Exercise objective =
Your answer must be an exact copy of the records below, minus the pictures.

Data records =
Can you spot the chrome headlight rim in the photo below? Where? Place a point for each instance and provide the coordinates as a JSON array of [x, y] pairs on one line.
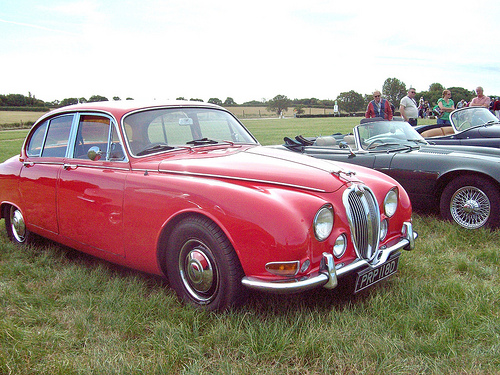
[[391, 202], [323, 222], [340, 246]]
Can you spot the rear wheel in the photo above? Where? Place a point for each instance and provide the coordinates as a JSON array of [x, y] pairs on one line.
[[202, 266], [472, 202], [16, 227]]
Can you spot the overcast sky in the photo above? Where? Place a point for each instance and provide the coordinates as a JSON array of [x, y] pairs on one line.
[[247, 50]]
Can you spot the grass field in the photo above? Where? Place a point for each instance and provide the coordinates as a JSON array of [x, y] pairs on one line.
[[17, 117], [62, 312]]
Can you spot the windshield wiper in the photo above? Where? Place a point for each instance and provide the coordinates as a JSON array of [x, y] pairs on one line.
[[206, 141], [377, 145], [155, 147], [418, 141], [492, 122]]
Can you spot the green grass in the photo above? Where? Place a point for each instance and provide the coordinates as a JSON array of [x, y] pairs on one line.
[[63, 312]]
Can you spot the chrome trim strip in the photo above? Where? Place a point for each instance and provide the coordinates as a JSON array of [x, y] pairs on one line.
[[184, 173], [327, 276], [96, 167]]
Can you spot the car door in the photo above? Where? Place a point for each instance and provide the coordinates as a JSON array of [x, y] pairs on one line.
[[46, 151], [90, 192]]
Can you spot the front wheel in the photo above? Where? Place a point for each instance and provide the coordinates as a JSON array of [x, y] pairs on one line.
[[16, 227], [202, 266], [472, 202]]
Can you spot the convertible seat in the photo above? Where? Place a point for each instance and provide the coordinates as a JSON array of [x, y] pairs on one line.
[[437, 132], [325, 141]]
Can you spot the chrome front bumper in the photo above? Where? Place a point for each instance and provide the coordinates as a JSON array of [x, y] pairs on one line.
[[328, 274]]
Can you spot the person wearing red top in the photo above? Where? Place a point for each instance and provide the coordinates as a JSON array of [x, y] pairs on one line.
[[379, 107], [496, 108], [480, 100]]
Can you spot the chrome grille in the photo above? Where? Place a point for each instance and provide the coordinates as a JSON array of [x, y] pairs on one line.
[[364, 219]]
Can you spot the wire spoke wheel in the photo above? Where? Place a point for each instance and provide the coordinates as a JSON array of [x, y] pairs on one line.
[[470, 207], [472, 202]]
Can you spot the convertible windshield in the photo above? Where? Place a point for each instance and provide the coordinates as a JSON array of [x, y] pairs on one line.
[[387, 135], [165, 129], [470, 117]]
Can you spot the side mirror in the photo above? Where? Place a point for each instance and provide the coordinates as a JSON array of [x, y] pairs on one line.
[[344, 144], [94, 153]]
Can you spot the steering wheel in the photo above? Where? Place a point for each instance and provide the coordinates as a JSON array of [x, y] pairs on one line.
[[464, 125], [370, 144]]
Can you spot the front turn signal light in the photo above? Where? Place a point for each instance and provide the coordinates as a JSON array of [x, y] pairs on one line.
[[283, 268]]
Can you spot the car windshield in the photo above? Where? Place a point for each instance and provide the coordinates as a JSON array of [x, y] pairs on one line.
[[470, 117], [165, 129], [387, 135]]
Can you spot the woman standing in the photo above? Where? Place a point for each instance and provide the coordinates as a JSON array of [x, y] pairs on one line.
[[446, 105]]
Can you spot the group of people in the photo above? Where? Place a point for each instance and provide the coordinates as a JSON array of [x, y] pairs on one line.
[[409, 108]]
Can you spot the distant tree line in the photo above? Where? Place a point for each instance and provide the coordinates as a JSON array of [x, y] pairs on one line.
[[350, 102]]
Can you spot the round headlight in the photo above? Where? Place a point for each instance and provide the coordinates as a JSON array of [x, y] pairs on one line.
[[391, 202], [340, 246], [323, 222]]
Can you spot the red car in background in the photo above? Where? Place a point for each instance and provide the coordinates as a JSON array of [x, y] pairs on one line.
[[183, 190]]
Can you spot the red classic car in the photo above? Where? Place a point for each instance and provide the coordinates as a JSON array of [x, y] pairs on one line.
[[184, 190]]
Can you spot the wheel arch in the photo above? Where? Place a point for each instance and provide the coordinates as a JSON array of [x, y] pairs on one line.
[[161, 247]]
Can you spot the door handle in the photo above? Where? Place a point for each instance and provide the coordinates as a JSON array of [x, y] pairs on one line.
[[69, 166]]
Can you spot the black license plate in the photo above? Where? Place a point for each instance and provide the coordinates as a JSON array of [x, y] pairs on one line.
[[371, 276]]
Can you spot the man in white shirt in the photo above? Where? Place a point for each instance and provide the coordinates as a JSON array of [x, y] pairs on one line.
[[409, 108]]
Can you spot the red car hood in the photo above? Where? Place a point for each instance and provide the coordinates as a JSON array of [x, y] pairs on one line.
[[260, 164]]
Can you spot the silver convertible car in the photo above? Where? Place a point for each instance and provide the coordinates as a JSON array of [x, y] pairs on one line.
[[460, 182], [470, 126]]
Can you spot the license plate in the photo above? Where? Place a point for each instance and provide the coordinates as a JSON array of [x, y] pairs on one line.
[[371, 276]]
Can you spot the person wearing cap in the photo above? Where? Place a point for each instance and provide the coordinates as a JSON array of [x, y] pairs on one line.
[[409, 108], [379, 107]]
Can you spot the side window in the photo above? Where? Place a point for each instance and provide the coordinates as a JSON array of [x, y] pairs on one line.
[[56, 141], [94, 131], [36, 141]]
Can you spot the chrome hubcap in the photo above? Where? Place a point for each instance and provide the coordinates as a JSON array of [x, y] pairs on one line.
[[17, 224], [470, 207], [198, 271]]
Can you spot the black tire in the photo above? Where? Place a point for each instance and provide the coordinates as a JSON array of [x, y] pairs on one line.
[[472, 202], [16, 227], [202, 266]]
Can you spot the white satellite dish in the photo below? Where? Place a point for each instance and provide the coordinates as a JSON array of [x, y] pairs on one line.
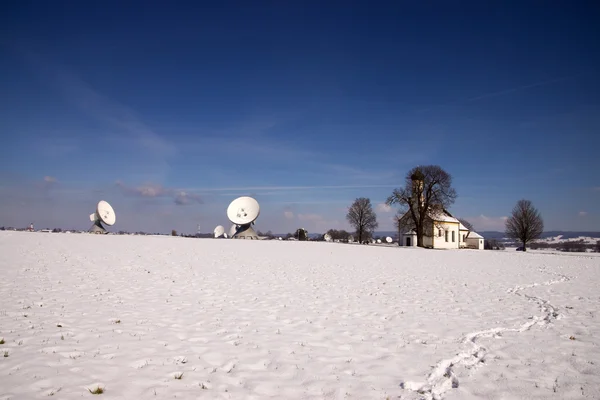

Your response =
Can you spot the chrome headlight rim in the photo below? Where? Place a point for each instance and provide the coordinates as a JSON array of [x, y] pairs on one line.
[[391, 202], [323, 222], [340, 246]]
Can you spot the rear wheel in the photo above? Where? Place a point for each instance and provide the coordinates as a JSON array of [x, y] pairs on one line.
[[202, 266], [472, 202], [16, 227]]
Can you spot the overcast sky in the photo above? Where? Place a point for each instance and provide the coordinates as a JSON array of [x, y] pairs on one line.
[[247, 50]]
Can you spot the grass field in the photo above? Where? Place a point for each instance and provide the coordinates as a JSON array of [x, y] pairs on one line.
[[17, 117], [62, 312]]
Can you spot the windshield wiper in the photo above? Where? Place a point for each instance and provide the coordinates as a JSON array of [x, y] pairs on one line.
[[206, 141], [377, 145], [155, 147], [418, 141], [492, 122]]
Can you spot the green grass in the photo above? Where? Place a point for each instance and provide the coordinates as a JSON array of [x, y] pairs on one line.
[[63, 312]]
Can you spot the chrome trim strip in the photo above? Where? Place a point for each instance and provide the coordinates as a JSON array of [x, y] pairs on one line.
[[184, 173], [327, 276], [96, 167]]
Can you spot the car door in the photo above? Where? Place a point for each instance and provide the coordinates as a JSON array of [x, y] pairs on one line.
[[46, 151], [90, 192]]
Can you spot the front wheel in the photo above? Where? Place a point for each instance and provide the coordinates as a JSON array of [x, y] pairs on one line.
[[16, 227], [202, 266], [472, 202]]
Can you spot the convertible seat in the photo above? Where? Place a point for each instance and provide the coordinates as a JSON array of [x, y] pairs on one line.
[[437, 132], [325, 141]]
Can you spot the chrome front bumper in the photo above? Where? Place a point for each instance and provide the coordinates as a JSON array of [x, y] pairs on one line.
[[328, 274]]
Can you spot the person wearing red top in the photo above? Where? Place a point for each instance and provide the coordinates as a JSON array of [x, y] pairs on one line.
[[379, 107], [496, 108], [480, 100]]
Can you spot the chrome grille in the photo above? Where? Place a point for each instance and provide the coordinates as a JSON array of [x, y] pairs on one line.
[[364, 219]]
Can you spot the wire spoke wheel in the photo above? Where? Place a point for each instance and provide the coordinates as a JSON array of [x, y] pairs on one line.
[[470, 207], [472, 202]]
Can you spot the convertible windshield in the photo above? Where? Place a point for each instance and provide the coordinates as a JSON array of [x, y] pairs on one line.
[[387, 135], [165, 129], [470, 117]]
Can you spot the side mirror in the photo above? Where? Place a point for each instance and provide the coordinates as a JSON array of [x, y] pairs on one line.
[[344, 144], [94, 153]]
Can you spot the steering wheel in the photo above? Where? Place a point for each instance and provide the coordinates as a JSON array of [x, y] pairs on one line.
[[464, 125], [370, 144]]
Can you spot the front turn signal light in the photo above? Where? Place a point for each instance and provide the coordinates as a JSON array of [x, y] pairs on one line.
[[283, 268]]
Can you spot the car windshield in the photo above? Where? Place a point for each instance and provide the coordinates as a JSON array of [x, y] pairs on one line.
[[470, 117], [165, 129], [387, 135]]
Can you spot the woman standing in the photo above? Where? Place a point for each instance and provide the coordinates as a JSON array of [x, y] pairs on one line.
[[446, 105]]
Can you spot the group of people in the photo above? Where? Place a point for each instance and provide the coordinates as a JSON array of [x, y] pairs on one line.
[[409, 108]]
Can you spot the distant tree line in the photo above? Where? Place a point for each instance and provide the coordinates as a JSON array of [x, y] pairs on one line.
[[350, 102]]
Can you spot the round headlight in the photo above? Where? Place a point for each instance and provide the coordinates as a JSON array of [x, y] pairs on one line.
[[391, 202], [340, 246], [323, 222]]
Can you spot the red car in background in the photo above? Where? Place a point for each instance and provide the coordinates as a JSON array of [x, y] pairs on one line.
[[183, 190]]
Can you spot the red classic car in the photo above? Where? Place a point for each instance and provide the coordinates as a JSON array of [x, y] pairs on one line.
[[184, 190]]
Can you spot the wheel arch in the photo above? Where? Place a point for each instance and provide the coordinates as a JSON array of [x, y] pairs on one line.
[[161, 247]]
Can you spot the door handle in the photo above? Where? Place a point for each instance and provide the coordinates as a JSON array of [x, y] pairs on one line.
[[69, 166]]
Can you spot the black license plate in the photo above? Where? Place a point for each instance and provide the coordinates as a JSON array of [x, y] pairs on one line.
[[371, 276]]
Can you spot the man in white shirt in the photo above? Where? Place a point for each instance and provide the coordinates as a JSON array of [x, y] pairs on one line.
[[409, 108]]
Can you spot the red car hood in the photo above? Where? Place a point for each instance and provide the coordinates as a JSON array of [x, y] pairs on one line.
[[260, 164]]
Can you spot the silver convertible car in the photo above? Where? Place a point for each instance and provide the coordinates as a JSON array of [x, y] pairs on one line.
[[460, 182], [470, 126]]
Can you spot the license plate in the photo above? Where? Place a point for each instance and provide the coordinates as a JSON array of [x, y] pairs on one line.
[[371, 276]]
Can you spot the person wearing cap in the photo above? Where? Place a point for each instance and provide the coordinates as a JSON array of [x, y] pairs on one line.
[[409, 108], [379, 107]]
Can you spot the side window in the photo above? Where? Place a point for each instance and provide the coordinates as a JSON array of [x, y] pairs on one line.
[[56, 141], [94, 131], [36, 141]]
Can you spot the chrome hubcap in the photo above? Where? Place a point for each instance and provide the coordinates as a JSON array of [x, y] pairs on one line.
[[17, 224], [470, 207], [198, 271]]
Can you spot the black tire in the photo above? Where? Place a point for each instance and provide the coordinates as a JSON array of [x, y] pairs on one line.
[[472, 202], [16, 227], [202, 266]]
Can you spot the white satellite dish in the photo below? Where? Place a point for each instance and provide the coordinates as a JSON array of [x, y] pairs on one line.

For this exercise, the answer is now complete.